▶ Directions
Below are the entries. Transcribe exactly the lines from the one with "Can you spot the thin" through the one with "Can you spot the baby's", ends included, and leave out all others.
── Extracted material ──
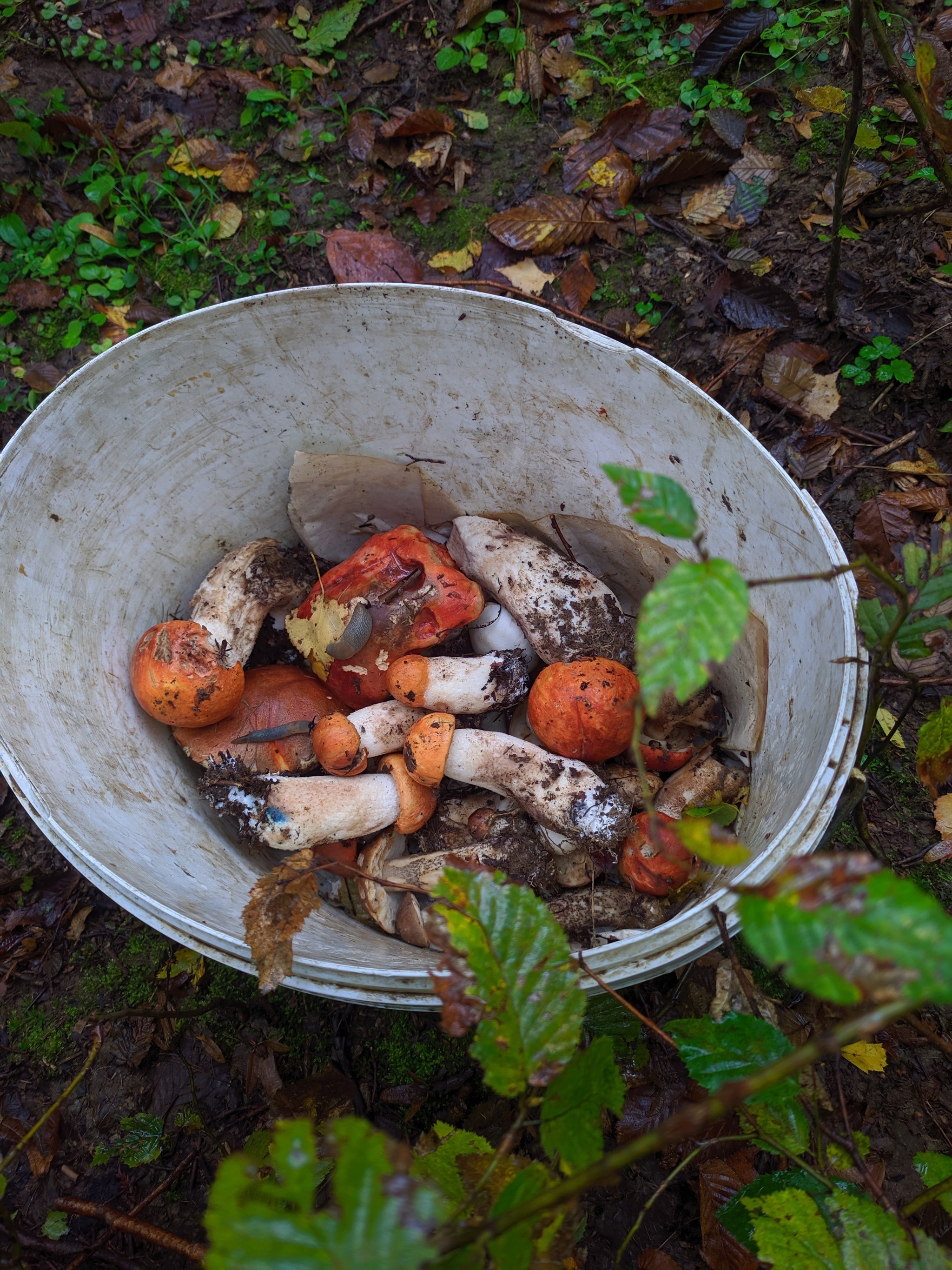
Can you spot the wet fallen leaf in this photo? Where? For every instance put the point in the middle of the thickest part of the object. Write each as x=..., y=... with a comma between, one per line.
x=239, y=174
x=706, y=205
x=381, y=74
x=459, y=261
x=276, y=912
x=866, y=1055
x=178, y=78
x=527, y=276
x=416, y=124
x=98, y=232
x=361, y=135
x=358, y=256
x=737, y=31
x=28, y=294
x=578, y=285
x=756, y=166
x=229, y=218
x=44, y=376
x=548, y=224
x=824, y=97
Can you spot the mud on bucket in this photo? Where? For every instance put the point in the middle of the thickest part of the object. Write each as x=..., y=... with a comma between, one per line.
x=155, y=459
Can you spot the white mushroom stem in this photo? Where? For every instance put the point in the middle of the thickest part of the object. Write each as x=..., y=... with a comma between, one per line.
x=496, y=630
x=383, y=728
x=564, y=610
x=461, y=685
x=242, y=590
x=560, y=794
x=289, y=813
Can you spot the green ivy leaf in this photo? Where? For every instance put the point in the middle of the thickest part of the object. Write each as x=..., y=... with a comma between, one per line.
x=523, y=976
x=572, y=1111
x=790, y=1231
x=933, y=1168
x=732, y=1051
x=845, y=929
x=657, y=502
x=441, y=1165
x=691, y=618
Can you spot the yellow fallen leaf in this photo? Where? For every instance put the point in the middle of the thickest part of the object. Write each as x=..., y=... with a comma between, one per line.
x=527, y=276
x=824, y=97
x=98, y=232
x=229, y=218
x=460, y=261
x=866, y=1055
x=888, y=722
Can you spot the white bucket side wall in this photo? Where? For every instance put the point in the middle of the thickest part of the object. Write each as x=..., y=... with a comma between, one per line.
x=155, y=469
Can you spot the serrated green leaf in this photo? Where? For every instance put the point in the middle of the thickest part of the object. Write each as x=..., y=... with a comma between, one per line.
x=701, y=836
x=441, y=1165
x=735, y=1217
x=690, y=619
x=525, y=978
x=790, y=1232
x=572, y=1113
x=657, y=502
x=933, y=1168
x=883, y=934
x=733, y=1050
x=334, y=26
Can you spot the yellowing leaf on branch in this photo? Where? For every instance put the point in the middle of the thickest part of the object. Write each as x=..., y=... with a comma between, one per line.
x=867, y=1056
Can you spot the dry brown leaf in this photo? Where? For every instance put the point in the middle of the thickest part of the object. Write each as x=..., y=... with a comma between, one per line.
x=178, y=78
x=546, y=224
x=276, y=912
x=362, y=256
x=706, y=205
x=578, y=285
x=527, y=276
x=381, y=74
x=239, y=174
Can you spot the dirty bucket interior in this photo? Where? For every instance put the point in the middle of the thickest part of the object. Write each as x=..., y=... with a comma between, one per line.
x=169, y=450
───
── Extracted material ──
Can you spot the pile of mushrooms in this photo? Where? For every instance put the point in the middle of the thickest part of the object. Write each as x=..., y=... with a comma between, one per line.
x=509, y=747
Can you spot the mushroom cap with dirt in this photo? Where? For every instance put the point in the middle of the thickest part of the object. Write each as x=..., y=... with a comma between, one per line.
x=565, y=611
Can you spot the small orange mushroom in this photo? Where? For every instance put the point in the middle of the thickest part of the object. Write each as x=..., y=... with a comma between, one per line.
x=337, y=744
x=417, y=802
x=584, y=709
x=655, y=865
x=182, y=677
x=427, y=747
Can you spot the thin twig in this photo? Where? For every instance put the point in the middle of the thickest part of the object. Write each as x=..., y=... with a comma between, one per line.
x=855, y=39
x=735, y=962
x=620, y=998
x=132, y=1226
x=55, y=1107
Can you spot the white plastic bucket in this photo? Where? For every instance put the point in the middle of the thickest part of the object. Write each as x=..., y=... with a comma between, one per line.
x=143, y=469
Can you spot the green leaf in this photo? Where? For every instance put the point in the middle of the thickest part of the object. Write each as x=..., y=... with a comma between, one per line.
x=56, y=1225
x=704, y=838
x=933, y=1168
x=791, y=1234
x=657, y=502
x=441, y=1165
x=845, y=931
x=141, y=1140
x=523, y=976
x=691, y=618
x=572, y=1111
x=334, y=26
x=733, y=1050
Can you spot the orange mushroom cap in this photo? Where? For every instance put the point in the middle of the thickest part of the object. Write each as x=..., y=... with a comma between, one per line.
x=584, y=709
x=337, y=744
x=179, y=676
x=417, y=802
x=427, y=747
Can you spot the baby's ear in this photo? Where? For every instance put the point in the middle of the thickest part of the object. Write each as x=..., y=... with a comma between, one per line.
───
▶ Task response
Can you spot the thin twig in this photo? Where? For every instance put the point in the middle of the thickest part of the object. Write each as x=..., y=... with a comma between, one per line.
x=855, y=39
x=735, y=962
x=620, y=998
x=132, y=1226
x=55, y=1107
Can you spot the white plastic bucket in this photo? Where? For every instance put the point in the middle of the thickest part of the object. Write each as x=..., y=... with a comma between, one per line.
x=143, y=469
Can you spot the green leaf in this photo? Where? For every instance put the point in the middle of the thickest part of the object. Write each as x=..., y=... with a comma between, one per line.
x=56, y=1225
x=704, y=838
x=933, y=1168
x=791, y=1234
x=657, y=502
x=441, y=1165
x=845, y=931
x=141, y=1140
x=523, y=976
x=691, y=618
x=572, y=1111
x=334, y=26
x=733, y=1050
Can you spot the orange mushroom cap in this photo? Where? For every instance put the point in the middle of the thickest part of the object. Write each as x=..., y=... with a comma between, one per line.
x=584, y=709
x=337, y=744
x=179, y=676
x=417, y=802
x=427, y=747
Can you spot the baby's ear in this photo? Where? For every instance put the point in the middle of the thickest part of the object. Write each as x=..., y=... with a comma between, one per line.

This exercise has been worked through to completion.